Rangendingen

Wenn Kunden schimpfen, pöbeln, beleidigen: Rangendinger Supermarkt-Chefin bersorgt um Personal

04.03.2023

Von Michael Würz

Wenn Kunden schimpfen, pöbeln, beleidigen: Rangendinger Supermarkt-Chefin bersorgt um Personal

© Michael Würz

„Wir sind immer freundlich und halten auch gern ein Schwätzle mit unseren Kunden“: Supermarkt-Inhaberin Melanie Sinz, hier in ihrem Edeka-Markt im Haigerlocher Madertal, sagt, sie liebt ihren Job. Doch heute vor einer Woche lernt sie Kunden von einer anderen Seite kennen. Sie glaubt: „Es mangelt an Respekt.“

Melanie Sinz stößt nach einem Vorfall im Rangendinger Edeka-Markt eine öffentliche Debatte an. Denn Corona und Inflation lasten auf den Nerven vieler Menschen – Beschäftigte im Handel leiden immer öfter unter den Auswirkungen.

Samstag, das ist Großkampftag im Supermarkt. Doch was sich heute vor einer Woche im Rangendinger Edeka-Markt abgespielt hat, war anders. Weit mehr Kunden als sonst strömten in den Laden von Melanie Sinz. Und weil umliegende Metzgereien Betriebsferien haben, hatten sie alle ein Ziel: die Wurst- und Fleischtheke.

#### Vorliegendes Material:
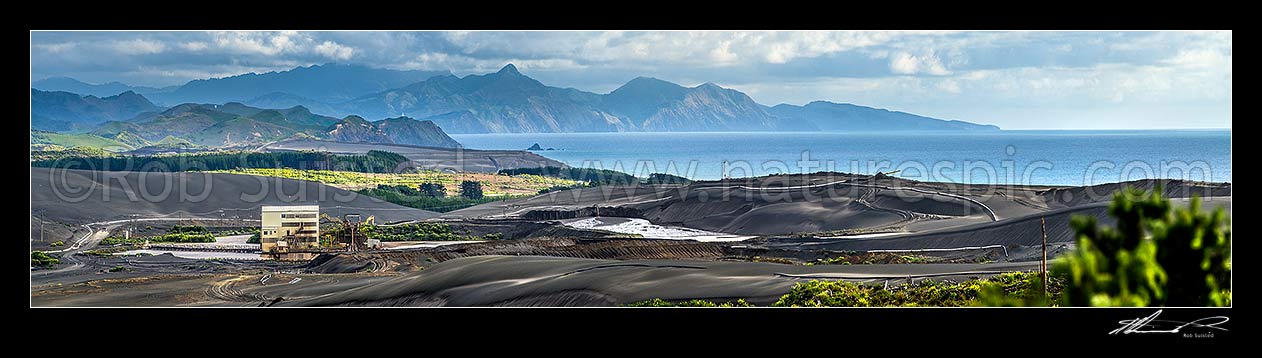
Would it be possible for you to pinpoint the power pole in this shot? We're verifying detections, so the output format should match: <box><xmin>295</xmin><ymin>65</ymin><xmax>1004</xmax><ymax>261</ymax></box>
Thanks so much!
<box><xmin>1039</xmin><ymin>217</ymin><xmax>1047</xmax><ymax>297</ymax></box>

#### Aufgabe:
Schreibe den Zeitungsartikel über den Vorfall im Rangendinger Edeka-Markt im Anschluss an seinen letzten Satz weiter.

#### Lösung:
Eigentlich hätte sich die Geschäftsfrau über den Ansturm freuen können. Wären da nicht diejenigen Kunden, die sich mit der Warteschlange partout nicht abfinden wollten. „Ich habe ein Schild auf die Theke gestellt“, berichtet Inhaberin Sinz. „Bitte behandeln Sie unser Personal mit Respekt“, schrieb sie darauf. „Es kommt zu erhöhten Wartezeiten, da umliegende Metzgereien Urlaub machen.“ Und die Chefin bat ihre Kundschaft, nur eine Warteschlange zu bilden, nicht mehrere. „Es wird der Reihe nach bedient. Vielen Dank für Ihr Verständnis!“

„Da gab es richtig Terz“

Der Appell kommt nicht bei allen Kunden an. Nicht bei denjenigen, die ihre Ungeduld direkt an den Mitarbeitern auslassen. „Da gab es richtig Terz“, schildert Sinz die Situation, berichtet auch von heftigen Beleidigungen. Schlicht „ganz und gar respektlos“ hätten einige ihre Beschäftigten angegangen.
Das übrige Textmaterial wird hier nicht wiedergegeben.